Region labeling entries:
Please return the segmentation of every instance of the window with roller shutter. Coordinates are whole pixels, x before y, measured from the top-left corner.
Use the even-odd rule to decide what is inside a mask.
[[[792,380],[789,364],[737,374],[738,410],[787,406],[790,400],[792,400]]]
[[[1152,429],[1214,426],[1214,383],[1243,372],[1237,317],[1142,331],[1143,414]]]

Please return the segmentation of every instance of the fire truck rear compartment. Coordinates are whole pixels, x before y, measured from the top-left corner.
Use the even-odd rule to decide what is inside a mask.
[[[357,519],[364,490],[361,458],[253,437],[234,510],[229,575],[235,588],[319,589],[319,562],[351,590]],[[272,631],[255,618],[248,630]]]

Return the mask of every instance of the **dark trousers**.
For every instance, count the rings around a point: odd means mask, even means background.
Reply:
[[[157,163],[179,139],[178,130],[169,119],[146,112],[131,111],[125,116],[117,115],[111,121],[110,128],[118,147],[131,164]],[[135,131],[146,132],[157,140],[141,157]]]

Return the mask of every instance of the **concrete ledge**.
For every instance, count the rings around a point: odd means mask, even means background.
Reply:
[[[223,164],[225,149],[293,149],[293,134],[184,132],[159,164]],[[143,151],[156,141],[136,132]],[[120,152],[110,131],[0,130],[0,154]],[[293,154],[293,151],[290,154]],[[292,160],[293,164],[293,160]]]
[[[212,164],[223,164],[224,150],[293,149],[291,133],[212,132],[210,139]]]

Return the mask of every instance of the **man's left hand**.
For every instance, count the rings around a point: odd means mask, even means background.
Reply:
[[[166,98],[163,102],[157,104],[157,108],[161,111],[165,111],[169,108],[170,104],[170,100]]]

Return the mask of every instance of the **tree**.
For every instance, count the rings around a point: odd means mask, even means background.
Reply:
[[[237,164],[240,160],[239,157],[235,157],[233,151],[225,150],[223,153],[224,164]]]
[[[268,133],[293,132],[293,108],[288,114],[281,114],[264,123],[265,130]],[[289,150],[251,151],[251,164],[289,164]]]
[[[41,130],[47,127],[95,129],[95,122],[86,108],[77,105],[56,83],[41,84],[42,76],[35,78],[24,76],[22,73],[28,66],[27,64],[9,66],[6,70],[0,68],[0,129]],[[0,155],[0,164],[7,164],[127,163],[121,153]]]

TASK
Edit the lines above by replacing every occurrence of "every instance" with "each instance". Leave all other text unchanged.

WRITTEN ANSWER
Please return the segmentation of each instance of the window with roller shutter. Coordinates are whole pixels, x before y, measured from the top-left corner.
Use the even-odd rule to decide what is inside a mask.
[[[792,380],[789,364],[737,374],[738,410],[787,406],[790,400],[792,400]]]
[[[1152,429],[1214,426],[1214,383],[1243,372],[1237,317],[1142,331],[1143,414]]]

Please return the segmentation of each instance of the fire truck rear compartment. Coordinates are whole pixels, x before y, measured from the top-left corner.
Use the even-odd rule to decide what is inside a mask.
[[[357,519],[364,490],[361,458],[253,437],[234,510],[229,575],[235,588],[319,589],[319,562],[351,590]],[[272,631],[255,618],[248,630]]]

Return the mask of each instance of the **dark trousers**.
For each instance, count the rings around a point: odd means mask, even means background.
Reply:
[[[157,163],[179,139],[178,130],[169,119],[146,112],[131,111],[125,116],[117,115],[111,121],[110,128],[118,147],[131,164]],[[135,131],[146,132],[157,140],[141,157]]]

Return the mask of each instance of the **concrete ledge**.
For each instance, count the rings around a point: odd means mask, even means background.
Reply:
[[[223,164],[225,149],[293,149],[293,134],[184,132],[159,164]],[[143,151],[156,141],[136,132]],[[120,152],[110,131],[0,130],[0,154]],[[293,154],[293,151],[290,154]],[[292,160],[293,164],[293,160]]]
[[[212,164],[223,164],[224,150],[293,149],[291,133],[212,132],[210,139]]]

Return the mask of each instance of the **man's left hand**.
For each instance, count the rings around a point: odd means mask, even means background.
Reply:
[[[166,98],[163,102],[157,104],[157,108],[161,111],[165,111],[169,108],[170,104],[170,100]]]

Return the mask of each instance of the **tree**.
For each instance, count the rings around a point: odd means mask, even means background.
Reply:
[[[237,164],[240,160],[239,157],[235,157],[233,151],[225,150],[223,153],[224,164]]]
[[[268,133],[293,132],[293,108],[288,114],[281,114],[264,123],[265,130]],[[289,150],[251,151],[251,164],[289,164]]]
[[[41,130],[47,127],[95,129],[95,122],[86,108],[77,105],[56,83],[41,84],[42,76],[35,78],[24,76],[22,73],[28,66],[27,64],[9,66],[6,70],[0,68],[0,129]],[[0,155],[0,164],[7,164],[127,163],[121,153]]]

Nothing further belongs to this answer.